*Your instructions*
Below are records; copy every line among them that contains the word "target".

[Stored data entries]
= = = = = = =
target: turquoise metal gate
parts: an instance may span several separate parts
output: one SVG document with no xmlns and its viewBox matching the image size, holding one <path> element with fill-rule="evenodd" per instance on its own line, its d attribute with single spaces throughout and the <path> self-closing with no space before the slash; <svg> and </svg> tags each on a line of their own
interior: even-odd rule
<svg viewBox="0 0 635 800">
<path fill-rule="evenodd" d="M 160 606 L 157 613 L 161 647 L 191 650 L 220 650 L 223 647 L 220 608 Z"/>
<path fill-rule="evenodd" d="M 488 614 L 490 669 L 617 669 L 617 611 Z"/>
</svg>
= = = = = = =
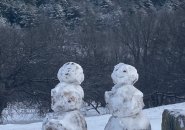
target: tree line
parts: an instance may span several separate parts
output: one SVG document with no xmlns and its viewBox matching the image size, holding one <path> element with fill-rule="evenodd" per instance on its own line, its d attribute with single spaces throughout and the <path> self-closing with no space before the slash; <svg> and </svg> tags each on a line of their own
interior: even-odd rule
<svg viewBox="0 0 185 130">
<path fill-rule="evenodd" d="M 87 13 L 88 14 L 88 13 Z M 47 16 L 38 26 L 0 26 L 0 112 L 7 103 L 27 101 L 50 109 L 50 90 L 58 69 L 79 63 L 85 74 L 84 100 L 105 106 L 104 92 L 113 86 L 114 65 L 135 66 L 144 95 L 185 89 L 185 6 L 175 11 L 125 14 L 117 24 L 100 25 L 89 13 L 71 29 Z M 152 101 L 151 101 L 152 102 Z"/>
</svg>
= = = = = = =
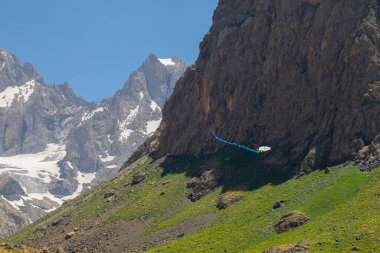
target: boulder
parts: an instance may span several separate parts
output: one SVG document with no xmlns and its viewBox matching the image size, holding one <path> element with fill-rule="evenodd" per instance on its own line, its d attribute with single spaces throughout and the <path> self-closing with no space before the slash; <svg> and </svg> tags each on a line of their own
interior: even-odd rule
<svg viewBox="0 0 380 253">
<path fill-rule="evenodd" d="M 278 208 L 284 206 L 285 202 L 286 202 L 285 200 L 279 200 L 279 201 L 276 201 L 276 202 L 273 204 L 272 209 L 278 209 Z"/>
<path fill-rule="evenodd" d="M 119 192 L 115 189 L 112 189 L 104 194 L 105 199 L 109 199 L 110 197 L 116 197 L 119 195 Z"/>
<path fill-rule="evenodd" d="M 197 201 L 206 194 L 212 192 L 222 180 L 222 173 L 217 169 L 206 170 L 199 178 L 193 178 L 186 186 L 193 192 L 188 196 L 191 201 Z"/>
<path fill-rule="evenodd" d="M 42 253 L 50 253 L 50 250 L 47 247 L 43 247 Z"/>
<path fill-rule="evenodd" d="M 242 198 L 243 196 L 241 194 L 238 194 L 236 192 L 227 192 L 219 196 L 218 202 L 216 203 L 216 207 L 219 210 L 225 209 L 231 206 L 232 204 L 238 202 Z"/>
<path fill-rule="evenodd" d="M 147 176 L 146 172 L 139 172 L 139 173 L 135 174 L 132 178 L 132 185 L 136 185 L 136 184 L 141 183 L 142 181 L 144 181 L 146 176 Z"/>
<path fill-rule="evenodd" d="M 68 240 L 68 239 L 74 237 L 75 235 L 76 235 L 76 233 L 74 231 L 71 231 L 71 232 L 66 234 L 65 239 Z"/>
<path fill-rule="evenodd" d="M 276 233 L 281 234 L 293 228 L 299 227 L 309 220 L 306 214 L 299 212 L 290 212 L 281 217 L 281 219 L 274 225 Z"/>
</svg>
= = = = = = =
*Result for this task*
target: turquoise metal gate
target: tree line
target: boulder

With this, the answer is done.